##### SOURCE PASSAGE
It is common knowledge that a well balanced diet in pregnancy is crucial, but now scientists say they believe a poor diet during pregnancy appears to raise the chances of having an obese child.
Researchers at Kyoto University have found that in mice, the offspring of underfed mothers experience a premature surge of the appetite-controlling hormone leptin shortly after birth, and they believe this surge remodels key brain circuits, disrupting the way the body regulates energy intake.
This new discovery adds to existing data which shows that pre-natal under-nutrition does have a long-term impact on many disease states.
Leptin, a hormone produced by fat, appears to play an important role in keeping food intake and energy expenditure in balance, so weight is maintained at a steady level, and is released when a person has eaten enough food to meet their needs, suppressing appetite and producing the feeling of fullness.
It does this by bonding with receptors in an area of the brain called the hypothalamus.
It has been found that injections of the hormone given to morbidly obese people have helped them to shed weight, but other research has shown that some obese people appear to be resistant to the hormone's effects, despite having high concentrations in their bloodstream.
Research suggests that a neonatal surge of leptin, which occurs early in the life of newborns, may play an important role in the formation of energy-regulating brain circuits in the hypothalamus.
In this latest study, mice born of mothers who ate 30% less than normal were small at birth and had less fat, but, the under-nourished newborns caught up with the normal mice after 10 days and, when fed a high-fat diet, developed pronounced weight gain and increased leptin levels compared to normal mice on the same diet.
The under-nourished mice also had lower body temperatures than normal mice - suggesting they had been programmed to conserve energy.
Analysis showed that the surge in leptin levels occurred six to eight days earlier than normal in the under-nourished animals.
##########
##### INFORMATION
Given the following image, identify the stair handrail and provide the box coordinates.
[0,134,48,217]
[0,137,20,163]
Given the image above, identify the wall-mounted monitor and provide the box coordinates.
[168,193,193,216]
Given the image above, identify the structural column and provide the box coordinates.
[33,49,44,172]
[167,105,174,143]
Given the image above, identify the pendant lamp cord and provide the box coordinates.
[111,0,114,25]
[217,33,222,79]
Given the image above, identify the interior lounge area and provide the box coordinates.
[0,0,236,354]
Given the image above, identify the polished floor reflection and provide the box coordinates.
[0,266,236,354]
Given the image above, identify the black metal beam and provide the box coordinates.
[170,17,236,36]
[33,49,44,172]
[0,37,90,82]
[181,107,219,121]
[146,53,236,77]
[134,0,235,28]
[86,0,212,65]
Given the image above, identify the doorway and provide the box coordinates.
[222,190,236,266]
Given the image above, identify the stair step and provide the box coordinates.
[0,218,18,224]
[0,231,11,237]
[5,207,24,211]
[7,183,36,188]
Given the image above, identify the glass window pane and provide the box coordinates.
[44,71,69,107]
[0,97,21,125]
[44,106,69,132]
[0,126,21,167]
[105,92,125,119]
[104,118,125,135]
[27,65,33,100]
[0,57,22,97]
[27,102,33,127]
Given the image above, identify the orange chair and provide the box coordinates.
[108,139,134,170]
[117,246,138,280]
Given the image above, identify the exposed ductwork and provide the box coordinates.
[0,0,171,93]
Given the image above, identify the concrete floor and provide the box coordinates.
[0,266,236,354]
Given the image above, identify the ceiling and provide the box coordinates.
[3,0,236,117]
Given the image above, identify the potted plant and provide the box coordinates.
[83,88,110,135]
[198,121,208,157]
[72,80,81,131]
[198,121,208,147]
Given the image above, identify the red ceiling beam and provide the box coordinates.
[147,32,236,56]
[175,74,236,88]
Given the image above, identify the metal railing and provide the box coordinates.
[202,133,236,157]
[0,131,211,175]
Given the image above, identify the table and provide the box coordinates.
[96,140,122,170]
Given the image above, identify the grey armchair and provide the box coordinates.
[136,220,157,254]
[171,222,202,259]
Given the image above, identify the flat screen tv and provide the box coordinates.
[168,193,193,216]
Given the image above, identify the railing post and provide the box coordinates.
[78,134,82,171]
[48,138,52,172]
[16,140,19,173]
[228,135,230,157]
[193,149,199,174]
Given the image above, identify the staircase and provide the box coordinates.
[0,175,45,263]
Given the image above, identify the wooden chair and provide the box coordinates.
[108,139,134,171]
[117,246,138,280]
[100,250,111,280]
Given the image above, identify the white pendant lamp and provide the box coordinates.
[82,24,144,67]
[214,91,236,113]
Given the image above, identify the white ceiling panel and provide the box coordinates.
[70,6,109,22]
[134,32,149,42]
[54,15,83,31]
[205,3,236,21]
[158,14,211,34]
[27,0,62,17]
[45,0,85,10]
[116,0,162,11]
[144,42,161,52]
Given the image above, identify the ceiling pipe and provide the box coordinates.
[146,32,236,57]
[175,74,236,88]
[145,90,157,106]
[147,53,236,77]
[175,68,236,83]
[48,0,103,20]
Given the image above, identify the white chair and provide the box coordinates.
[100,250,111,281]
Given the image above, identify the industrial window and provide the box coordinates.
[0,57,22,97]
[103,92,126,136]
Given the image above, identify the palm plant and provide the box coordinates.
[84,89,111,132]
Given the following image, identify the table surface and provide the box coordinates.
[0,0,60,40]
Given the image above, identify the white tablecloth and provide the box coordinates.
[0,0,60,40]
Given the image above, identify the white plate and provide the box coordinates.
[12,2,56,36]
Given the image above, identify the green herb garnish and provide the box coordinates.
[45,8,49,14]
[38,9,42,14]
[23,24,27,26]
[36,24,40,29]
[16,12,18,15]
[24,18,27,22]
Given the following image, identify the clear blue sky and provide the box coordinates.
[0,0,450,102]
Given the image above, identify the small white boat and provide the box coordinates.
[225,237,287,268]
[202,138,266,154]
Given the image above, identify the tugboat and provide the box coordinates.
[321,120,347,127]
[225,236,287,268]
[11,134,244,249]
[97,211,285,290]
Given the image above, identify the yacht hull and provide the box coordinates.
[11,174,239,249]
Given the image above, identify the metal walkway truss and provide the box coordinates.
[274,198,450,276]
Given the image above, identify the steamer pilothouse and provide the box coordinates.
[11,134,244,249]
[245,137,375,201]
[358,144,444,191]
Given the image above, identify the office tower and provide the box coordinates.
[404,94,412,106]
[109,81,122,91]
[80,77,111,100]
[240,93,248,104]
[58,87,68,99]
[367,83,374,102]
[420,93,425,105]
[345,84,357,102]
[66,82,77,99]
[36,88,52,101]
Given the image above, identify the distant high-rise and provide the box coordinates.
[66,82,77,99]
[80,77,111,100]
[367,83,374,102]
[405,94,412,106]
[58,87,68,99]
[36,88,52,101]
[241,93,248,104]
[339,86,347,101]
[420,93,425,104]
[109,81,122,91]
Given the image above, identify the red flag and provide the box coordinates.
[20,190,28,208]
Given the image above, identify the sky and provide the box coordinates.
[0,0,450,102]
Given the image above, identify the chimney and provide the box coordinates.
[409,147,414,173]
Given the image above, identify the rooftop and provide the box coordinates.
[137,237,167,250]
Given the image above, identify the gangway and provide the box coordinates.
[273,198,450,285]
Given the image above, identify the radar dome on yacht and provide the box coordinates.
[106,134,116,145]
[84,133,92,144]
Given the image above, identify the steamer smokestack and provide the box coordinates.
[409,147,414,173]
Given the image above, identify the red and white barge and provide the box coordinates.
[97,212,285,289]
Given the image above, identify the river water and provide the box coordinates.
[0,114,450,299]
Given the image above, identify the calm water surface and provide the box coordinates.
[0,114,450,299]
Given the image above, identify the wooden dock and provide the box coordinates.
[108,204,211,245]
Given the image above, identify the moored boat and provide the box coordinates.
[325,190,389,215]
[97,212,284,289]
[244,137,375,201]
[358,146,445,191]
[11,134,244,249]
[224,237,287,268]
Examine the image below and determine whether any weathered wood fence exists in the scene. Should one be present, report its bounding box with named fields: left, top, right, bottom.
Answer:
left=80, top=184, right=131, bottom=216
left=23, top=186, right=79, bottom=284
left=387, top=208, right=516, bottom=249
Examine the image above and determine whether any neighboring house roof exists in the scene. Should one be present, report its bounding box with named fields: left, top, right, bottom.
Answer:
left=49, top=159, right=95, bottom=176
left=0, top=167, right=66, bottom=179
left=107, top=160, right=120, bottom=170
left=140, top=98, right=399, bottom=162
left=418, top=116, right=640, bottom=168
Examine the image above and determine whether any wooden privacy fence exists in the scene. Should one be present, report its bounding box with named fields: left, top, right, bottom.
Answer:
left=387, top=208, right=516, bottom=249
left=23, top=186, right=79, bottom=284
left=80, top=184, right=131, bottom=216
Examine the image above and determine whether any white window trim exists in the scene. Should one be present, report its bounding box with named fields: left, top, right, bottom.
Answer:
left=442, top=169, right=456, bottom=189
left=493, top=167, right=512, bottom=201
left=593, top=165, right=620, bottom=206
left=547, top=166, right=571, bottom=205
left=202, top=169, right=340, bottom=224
##########
##### INFORMATION
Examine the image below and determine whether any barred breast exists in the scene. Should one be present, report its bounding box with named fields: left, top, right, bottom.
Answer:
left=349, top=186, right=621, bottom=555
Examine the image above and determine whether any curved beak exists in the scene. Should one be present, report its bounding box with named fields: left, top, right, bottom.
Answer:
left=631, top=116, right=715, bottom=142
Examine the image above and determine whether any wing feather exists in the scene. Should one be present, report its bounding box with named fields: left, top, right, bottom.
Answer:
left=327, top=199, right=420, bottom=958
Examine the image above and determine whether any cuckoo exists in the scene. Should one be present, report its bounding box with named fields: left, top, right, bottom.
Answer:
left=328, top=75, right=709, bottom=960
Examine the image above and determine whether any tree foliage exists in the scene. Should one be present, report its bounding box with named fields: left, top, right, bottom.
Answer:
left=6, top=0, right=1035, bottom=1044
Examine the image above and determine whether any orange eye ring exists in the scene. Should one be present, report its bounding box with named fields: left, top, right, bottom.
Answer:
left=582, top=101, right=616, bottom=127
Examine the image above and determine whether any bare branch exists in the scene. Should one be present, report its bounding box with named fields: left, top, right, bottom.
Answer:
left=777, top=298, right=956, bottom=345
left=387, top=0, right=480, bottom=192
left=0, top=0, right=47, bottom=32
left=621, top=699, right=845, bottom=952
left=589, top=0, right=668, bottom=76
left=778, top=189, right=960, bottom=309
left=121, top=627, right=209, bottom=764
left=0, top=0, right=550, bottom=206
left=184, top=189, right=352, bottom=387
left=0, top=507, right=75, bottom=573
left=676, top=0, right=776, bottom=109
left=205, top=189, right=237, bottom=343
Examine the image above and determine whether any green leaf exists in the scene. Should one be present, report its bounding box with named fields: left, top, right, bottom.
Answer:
##########
- REQUIRED WORK
**1)** Based on the article about maternal diet and leptin, say whether each statement agrees with it. (a) The underfed mothers in the study ate 30% less than normal. (b) The under-nourished newborns caught up with the normal mice after 20 days. (c) In the under-nourished animals, the leptin surge came later than normal.
**2)** Proceed with the article about maternal diet and leptin, starting right after its final sentence.

- ANSWERS BY ITEM
**1)**
(a) Yes: "mice born of mothers who ate 30% less than normal"
(b) No: "the under-nourished newborns caught up with the normal mice after 10 days"
(c) No: "the surge in leptin levels occurred six to eight days earlier than normal in the under-nourished animals"

**2)**
The researchers found that when they mimicked that premature leptin surge by administering the hormone to normally-fed mice, those animals also became prone to obesity upon eating a diet high in fat.
The researchers found premature exposure to a leptin surge seemed to impair the body's ability to transport the hormone around the brain.
They also found these mice were more likely to have abnormalities in the hypothalamus.
Researcher Dr Shingo Fujii says their findings suggest that a premature surge of leptin as a result of foetal under-nourishment can alter energy regulation by the brain and contribute to developmental origins of health and disease.
Dr Simon Langley-Evans, an expert in human nutrition at Nottingham University, agrees and says the theory is very feasible, and reflects a lot of data which shows that prenatal under-nutrition does have a long-term impact on many disease states.
Langley-Evans says animal studies had shown that the pre-natal diet had a profound impact on later eating behaviour.
As an example, rats fed a low protein diet in the womb showed a heightened desire to eat fat, and other research has shown that a low protein diet leads to changes in the density and type of cells in the hypothalamus.
The study is published in Cell Metabolism.